── MATERIAL FOR THIS EXERCISE

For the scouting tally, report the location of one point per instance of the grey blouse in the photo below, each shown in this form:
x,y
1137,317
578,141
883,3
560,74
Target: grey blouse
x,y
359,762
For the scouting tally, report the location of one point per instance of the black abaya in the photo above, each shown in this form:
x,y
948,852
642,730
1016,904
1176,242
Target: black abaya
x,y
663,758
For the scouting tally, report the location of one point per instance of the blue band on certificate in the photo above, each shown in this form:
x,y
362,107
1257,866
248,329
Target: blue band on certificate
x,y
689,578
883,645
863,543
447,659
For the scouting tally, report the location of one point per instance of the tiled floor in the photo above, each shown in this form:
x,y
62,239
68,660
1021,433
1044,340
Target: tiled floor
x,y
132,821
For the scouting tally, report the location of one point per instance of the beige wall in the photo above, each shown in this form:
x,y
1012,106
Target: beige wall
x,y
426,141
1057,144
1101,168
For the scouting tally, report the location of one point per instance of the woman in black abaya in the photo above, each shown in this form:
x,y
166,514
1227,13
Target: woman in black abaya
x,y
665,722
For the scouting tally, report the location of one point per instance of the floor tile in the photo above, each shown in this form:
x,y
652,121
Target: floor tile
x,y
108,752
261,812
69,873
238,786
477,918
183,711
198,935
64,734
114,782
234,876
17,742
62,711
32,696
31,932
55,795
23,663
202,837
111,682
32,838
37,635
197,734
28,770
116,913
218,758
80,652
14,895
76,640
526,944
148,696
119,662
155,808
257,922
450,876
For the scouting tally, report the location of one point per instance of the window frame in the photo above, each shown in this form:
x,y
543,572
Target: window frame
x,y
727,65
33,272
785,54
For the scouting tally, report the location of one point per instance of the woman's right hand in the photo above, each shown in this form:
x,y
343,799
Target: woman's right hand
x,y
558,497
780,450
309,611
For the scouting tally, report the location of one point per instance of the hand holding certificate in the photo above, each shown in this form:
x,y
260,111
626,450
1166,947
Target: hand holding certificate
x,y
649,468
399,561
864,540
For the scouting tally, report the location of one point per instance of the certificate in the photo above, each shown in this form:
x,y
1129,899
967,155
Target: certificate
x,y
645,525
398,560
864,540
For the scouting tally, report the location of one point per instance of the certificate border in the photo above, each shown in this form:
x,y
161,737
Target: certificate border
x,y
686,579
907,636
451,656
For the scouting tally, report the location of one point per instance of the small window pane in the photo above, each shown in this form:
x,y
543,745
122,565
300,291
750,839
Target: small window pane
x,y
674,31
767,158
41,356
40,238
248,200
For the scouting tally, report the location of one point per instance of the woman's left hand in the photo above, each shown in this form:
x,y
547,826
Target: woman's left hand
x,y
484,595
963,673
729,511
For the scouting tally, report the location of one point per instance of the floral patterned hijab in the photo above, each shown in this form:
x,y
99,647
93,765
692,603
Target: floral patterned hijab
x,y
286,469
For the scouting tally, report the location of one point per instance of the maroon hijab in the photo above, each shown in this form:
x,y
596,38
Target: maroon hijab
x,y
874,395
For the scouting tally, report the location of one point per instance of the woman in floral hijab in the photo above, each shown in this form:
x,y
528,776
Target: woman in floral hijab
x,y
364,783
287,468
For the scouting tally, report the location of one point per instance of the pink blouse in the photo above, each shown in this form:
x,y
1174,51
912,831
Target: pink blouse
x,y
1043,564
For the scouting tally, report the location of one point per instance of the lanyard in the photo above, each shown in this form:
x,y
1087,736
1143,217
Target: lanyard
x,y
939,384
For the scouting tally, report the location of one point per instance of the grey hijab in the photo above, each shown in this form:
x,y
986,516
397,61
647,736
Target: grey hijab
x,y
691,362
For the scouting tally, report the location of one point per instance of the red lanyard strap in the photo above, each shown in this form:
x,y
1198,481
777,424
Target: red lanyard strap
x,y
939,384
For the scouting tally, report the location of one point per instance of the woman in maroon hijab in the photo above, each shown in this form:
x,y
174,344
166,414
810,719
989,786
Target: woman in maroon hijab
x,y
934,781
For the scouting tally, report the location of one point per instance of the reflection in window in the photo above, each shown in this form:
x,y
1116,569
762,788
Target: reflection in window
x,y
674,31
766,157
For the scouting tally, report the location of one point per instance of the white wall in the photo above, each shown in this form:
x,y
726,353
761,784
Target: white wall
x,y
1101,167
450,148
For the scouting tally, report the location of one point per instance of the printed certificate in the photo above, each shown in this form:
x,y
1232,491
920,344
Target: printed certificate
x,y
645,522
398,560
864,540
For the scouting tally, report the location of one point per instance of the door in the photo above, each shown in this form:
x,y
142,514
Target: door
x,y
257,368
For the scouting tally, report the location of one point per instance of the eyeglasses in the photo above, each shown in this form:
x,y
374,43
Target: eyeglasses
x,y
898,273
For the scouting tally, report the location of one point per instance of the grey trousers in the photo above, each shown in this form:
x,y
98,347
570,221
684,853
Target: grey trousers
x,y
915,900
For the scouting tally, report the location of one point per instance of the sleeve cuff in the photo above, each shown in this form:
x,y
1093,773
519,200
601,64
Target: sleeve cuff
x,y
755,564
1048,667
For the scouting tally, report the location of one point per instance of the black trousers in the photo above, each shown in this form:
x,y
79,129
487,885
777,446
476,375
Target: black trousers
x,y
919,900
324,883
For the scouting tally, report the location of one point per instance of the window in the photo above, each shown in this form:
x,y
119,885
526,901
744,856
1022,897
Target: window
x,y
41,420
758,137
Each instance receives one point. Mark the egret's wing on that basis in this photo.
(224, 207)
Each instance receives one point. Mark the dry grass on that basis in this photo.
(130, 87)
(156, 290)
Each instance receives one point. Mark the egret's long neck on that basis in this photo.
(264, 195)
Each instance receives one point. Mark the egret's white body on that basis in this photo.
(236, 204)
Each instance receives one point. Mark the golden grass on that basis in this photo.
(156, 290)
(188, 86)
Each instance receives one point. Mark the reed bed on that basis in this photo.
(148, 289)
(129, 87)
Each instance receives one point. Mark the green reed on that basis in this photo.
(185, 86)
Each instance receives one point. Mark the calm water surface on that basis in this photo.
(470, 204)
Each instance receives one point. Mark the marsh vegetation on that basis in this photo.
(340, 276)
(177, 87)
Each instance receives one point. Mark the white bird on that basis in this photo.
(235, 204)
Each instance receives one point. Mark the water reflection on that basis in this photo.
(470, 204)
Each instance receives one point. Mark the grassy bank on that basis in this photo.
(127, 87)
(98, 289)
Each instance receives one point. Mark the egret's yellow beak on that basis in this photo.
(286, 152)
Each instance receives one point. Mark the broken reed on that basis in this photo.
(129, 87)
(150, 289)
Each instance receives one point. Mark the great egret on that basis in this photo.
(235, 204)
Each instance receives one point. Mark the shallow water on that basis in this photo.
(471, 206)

────

### AIM OF THE TASK:
Transcribe word for word the lines from the one holding "Each instance receives one point. Mark the egret's white" to the last line of the listing above, inclusive.

### PROBLEM SOLUTION:
Each instance receives one point. Mark the egret's white body on that basis in this photo.
(236, 204)
Each instance receives one point. Mark the golden grass on that basis in this photo.
(156, 290)
(188, 86)
Each instance receives one point. Mark the reed bed on that basis in this photo.
(148, 289)
(129, 87)
Each instance receives one point. Mark the green reed on that basis in this photo.
(185, 86)
Each instance receives one point. Mark the calm water surface on that basis in this photo.
(470, 204)
Each instance receives one point. Mark the marsh vegetation on that basis in this photo.
(340, 276)
(177, 87)
Each instance receives one point. Mark the white bird on that basis in this photo.
(235, 204)
Each instance receives one point. Mark the water reflection on that basis in this photo.
(470, 204)
Each instance receives one point. Mark the grassy bank on that basis in this photo.
(127, 87)
(98, 289)
Each instance receives one point. Mark the egret's yellow beak on that basis in this photo.
(286, 152)
Each instance receives one point. Mark the broken reed on that basis in this photo.
(129, 87)
(150, 289)
Each instance receives one point. Mark the great egret on that basis in this photo.
(235, 204)
Each instance receives one point. Mark the shallow water on that basis in this photo.
(471, 206)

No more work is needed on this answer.